● **TASK STATEMENT**:
Format each line of the rows below as an item in a single numbered list, omitting any blank lines.

═══ EXTRACTED MATERIAL

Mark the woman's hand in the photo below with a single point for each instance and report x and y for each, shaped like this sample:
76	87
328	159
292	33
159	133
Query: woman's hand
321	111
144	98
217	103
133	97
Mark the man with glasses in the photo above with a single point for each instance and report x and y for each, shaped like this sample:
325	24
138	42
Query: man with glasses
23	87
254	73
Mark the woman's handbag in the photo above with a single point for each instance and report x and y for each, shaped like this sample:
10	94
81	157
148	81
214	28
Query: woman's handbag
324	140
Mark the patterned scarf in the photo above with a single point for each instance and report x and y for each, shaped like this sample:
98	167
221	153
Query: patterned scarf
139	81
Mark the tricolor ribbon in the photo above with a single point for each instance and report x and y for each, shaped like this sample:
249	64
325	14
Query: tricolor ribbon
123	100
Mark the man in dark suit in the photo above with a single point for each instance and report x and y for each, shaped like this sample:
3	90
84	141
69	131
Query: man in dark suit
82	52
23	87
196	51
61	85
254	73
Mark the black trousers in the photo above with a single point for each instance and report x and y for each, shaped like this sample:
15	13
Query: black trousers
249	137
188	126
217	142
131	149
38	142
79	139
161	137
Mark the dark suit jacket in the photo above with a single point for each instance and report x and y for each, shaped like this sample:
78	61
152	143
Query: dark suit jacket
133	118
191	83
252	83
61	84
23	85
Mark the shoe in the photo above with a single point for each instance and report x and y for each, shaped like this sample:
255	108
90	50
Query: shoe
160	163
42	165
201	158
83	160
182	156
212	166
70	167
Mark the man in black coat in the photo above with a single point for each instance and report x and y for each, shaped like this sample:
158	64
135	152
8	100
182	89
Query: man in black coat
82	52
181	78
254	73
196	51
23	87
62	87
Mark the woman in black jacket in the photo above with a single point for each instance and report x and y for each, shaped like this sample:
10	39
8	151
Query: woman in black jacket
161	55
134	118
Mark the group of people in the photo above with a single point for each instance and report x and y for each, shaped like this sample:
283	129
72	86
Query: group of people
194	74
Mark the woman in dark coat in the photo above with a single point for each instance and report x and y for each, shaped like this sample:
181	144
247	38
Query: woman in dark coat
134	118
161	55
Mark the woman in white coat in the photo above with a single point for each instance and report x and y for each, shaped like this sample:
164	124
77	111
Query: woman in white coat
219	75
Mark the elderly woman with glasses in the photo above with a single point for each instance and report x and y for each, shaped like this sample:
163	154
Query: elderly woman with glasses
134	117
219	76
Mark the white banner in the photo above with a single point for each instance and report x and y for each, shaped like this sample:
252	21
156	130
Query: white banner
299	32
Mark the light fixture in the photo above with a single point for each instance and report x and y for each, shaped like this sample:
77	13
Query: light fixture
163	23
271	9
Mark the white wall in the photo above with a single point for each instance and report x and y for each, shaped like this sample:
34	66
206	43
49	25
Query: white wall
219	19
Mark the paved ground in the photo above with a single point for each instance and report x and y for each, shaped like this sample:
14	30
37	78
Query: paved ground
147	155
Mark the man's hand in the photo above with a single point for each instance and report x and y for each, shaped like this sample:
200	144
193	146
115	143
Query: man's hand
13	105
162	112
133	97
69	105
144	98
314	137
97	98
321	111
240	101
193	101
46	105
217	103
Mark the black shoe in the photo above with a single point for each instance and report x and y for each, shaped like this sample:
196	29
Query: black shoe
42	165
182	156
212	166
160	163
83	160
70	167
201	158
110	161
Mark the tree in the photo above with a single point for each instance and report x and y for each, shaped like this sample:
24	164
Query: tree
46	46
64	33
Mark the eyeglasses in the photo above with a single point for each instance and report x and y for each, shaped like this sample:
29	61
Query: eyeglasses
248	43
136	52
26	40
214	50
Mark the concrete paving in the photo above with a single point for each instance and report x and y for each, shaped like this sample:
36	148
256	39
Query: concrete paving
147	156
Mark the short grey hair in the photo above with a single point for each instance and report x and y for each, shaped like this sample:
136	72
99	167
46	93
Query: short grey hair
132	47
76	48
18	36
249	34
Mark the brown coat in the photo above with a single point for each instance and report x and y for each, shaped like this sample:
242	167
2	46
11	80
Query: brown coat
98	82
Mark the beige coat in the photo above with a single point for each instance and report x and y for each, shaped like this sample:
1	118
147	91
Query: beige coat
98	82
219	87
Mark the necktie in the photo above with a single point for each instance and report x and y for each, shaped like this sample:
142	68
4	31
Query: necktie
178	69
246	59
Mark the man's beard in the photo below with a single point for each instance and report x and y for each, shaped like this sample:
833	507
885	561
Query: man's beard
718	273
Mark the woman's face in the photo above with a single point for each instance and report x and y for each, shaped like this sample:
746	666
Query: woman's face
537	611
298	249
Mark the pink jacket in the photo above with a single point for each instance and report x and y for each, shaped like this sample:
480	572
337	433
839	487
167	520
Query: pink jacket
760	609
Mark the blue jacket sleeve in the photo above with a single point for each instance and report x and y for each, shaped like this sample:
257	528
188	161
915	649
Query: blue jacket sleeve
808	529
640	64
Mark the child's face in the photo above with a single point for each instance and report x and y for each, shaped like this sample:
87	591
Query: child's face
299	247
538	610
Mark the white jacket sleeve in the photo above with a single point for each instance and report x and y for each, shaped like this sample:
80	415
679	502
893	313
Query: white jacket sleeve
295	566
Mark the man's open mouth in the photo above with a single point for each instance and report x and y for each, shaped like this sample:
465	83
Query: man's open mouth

══════

● **EXERCISE RESPONSE**:
1. Mark the woman's hand in the photo below with a single point for each instance and report x and y for each, shaped like this sample:
2. 76	87
3. 328	159
4. 292	33
5. 159	133
6. Query: woman's hand
7. 321	111
8. 144	98
9. 217	103
10. 133	97
11. Mark the man with glasses in the photo above with a single point for each instance and report x and y for each, shaped like this sample:
12. 325	24
13. 138	42
14. Query: man with glasses
15. 23	87
16. 254	73
17. Mark the woman's handbag in the photo above with a single point for each instance and report x and y for each, shaped like this sample:
18. 10	94
19. 81	157
20. 148	81
21. 214	28
22. Query: woman's handbag
23. 324	140
24. Mark the patterned scarf in the photo above with a single point for each instance and report x and y for each, shaped like this sample:
25. 98	167
26. 221	153
27. Query: patterned scarf
28. 139	81
29. Mark the tricolor ribbon in the photo above with a single point for each instance and report x and y for each, shaped like this sample:
30. 249	64
31. 325	14
32. Query: tricolor ribbon
33. 123	100
34. Mark the man in dark suit in the photo above with a single point for each instance and report x and y for each, shaped like this sample:
35. 3	90
36. 84	141
37. 69	131
38. Query: man in dark suit
39. 82	52
40. 23	87
41. 196	51
42. 61	85
43. 254	73
44. Mark the black trousers in the photo above with a single point for each instance and report x and y for each, shaped like this sample:
45. 15	13
46. Query: black trousers
47. 249	137
48. 188	126
49. 217	142
50. 131	149
51. 38	142
52. 79	139
53. 161	137
54. Mark the dark suit jacket in the photo above with a single point for each instance and report x and y for each, shaped like this sample:
55. 78	61
56. 152	143
57. Query: dark suit jacket
58. 133	118
59. 191	83
60. 252	83
61. 61	84
62. 23	85
63. Mark the shoe in the photo above with a single point for each instance and report x and y for each, shaped like this sample:
64. 255	108
65. 90	50
66. Query: shoe
67. 160	163
68. 42	165
69. 201	158
70. 83	160
71. 182	156
72. 212	166
73. 70	167
74. Mark the man in black coat in the photo above with a single point for each instance and report x and y for each, shaped like this sample:
75. 158	64
76. 135	152
77. 8	100
78. 182	89
79. Query: man in black coat
80. 82	52
81. 181	78
82. 254	73
83. 196	51
84. 23	87
85. 62	87
86. Mark the woman in black jacket in the photo above with a single point for each instance and report x and y for each, shaped like this sample:
87. 10	39
88. 8	151
89. Query: woman in black jacket
90. 161	55
91. 134	118
92. Mark the group of people in the photo above with a single point for each instance and report x and y for each, shaped like this sample:
93. 283	129
94. 72	86
95. Query: group of people
96. 194	74
97. Mark the woman in dark coat in the photo above with a single point for each instance and report x and y for each, shaped like this sample:
98. 181	144
99. 247	38
100. Query: woman in dark coat
101. 134	118
102. 161	55
103. Mark the woman in white coat in the photo above with a single point for each instance and report x and y for each, shaped like this sample:
104. 164	124
105. 77	111
106. Query: woman in white coat
107. 219	75
108. Mark the elderly woman with glasses in the photo above with a single point for each instance and report x and y for each, shaped like this sample:
109. 163	154
110. Query: elderly woman with glasses
111. 134	117
112. 219	76
113. Mark the white banner in the photo above with a single point for each instance and report x and y for each, shaped like this sample:
114. 252	21
115. 156	130
116. Query: white banner
117. 299	32
118. Mark the light fixture in the photo above with a single point for each instance and report x and y for each, shaped like this sample:
119. 77	13
120. Query: light fixture
121. 163	23
122. 271	9
123. Mark the white wall in the photo above with a single point for each instance and report x and y for each, shaped like this sample:
124. 34	66
125. 206	43
126. 49	25
127. Query: white wall
128. 219	19
129. Mark the paved ground in the photo above with a single point for each instance and report x and y for each, shaped like this sample:
130. 14	30
131. 37	78
132. Query: paved ground
133. 147	155
134. Mark the man's hand in the photo above with a single point for each instance and report x and y for each, shaped like this sample:
135. 200	144
136. 193	146
137. 115	143
138. Query: man's hand
139. 13	105
140. 162	112
141. 133	97
142. 69	105
143. 144	98
144. 314	137
145. 97	98
146. 321	111
147. 240	101
148. 193	101
149. 46	105
150. 217	103
151. Mark the black shoe in the photo above with a single point for each instance and report x and y for each, shaped like this sample:
152. 196	29
153. Query: black shoe
154. 42	165
155. 182	156
156. 212	166
157. 160	163
158. 83	160
159. 70	167
160. 201	158
161. 110	161
162. Mark the tree in the photo above with a single point for each instance and report x and y for each, shaped like this sample:
163. 24	164
164. Query: tree
165. 46	46
166. 64	33
167. Mark the eyeglasses in the photo above with a single point for each instance and report x and y for each, shaped like this sample:
168. 29	61
169. Query: eyeglasses
170. 248	43
171. 136	52
172. 26	40
173. 214	50
174. Mark the concrete paving in the photo above with a single point for each instance and report x and y for each, shaped like this sample:
175. 36	148
176. 256	39
177. Query: concrete paving
178. 147	156
179. Mark the short grey hair in the photo above with a single point for each instance and report x and y for each, shaped like this sample:
180. 136	72
181. 99	167
182. 46	93
183. Query: short grey hair
184. 132	47
185. 76	48
186. 18	36
187. 249	34
188. Mark the brown coat in the photo above with a single point for each instance and report x and y for each, shaped like this sample:
189. 242	167
190. 2	46
191. 11	80
192. Query: brown coat
193. 98	82
194. Mark the beige coat in the photo above with a single point for each instance and report x and y for each, shaped like this sample:
195. 1	118
196. 147	91
197. Query: beige coat
198. 98	82
199. 219	87
200. Mark the necktie in the photo above with a single point for each instance and report x and y for each, shaped like this sample:
201. 142	68
202. 4	31
203. Query: necktie
204. 178	69
205. 246	59
206. Mark the man's beard in the photo below with a single point for each instance and report x and y for each, shaped like this sample:
207. 833	507
208. 885	561
209. Query: man's beard
210. 718	273
211. Mark the woman's face in the photo above with a single point for each instance and report x and y for each, shaped like this sample:
212. 746	666
213. Query: woman's face
214. 537	611
215. 298	249
216. Mark the pink jacket in the photo above with a single point for each instance and report x and y for each, shaped like this sample:
217. 480	572
218. 337	433
219. 839	487
220. 167	520
221. Query: pink jacket
222. 760	609
223. Mark the blue jacket sleeve in the photo above with a single point for each instance and report x and y for each, shaped like this sample:
224. 257	528
225. 188	161
226. 915	649
227. Query: blue jacket sleeve
228. 808	529
229. 640	64
230. Mark the child's face in the photo above with a single point for each instance and report x and y for each, shaped like this sample:
231. 87	591
232. Query: child's face
233. 299	247
234. 538	610
235. Mark the white jacket sleeve in the photo above with a single point for each instance and report x and y for each, shaped like this sample:
236. 80	415
237. 679	502
238. 893	313
239. Query: white jacket sleeve
240. 295	566
241. Mark the man's open mouth in the photo above with a single point for each instance and report x and y for each, shaped like this sample:
242. 465	83
243. Query: man's open mouth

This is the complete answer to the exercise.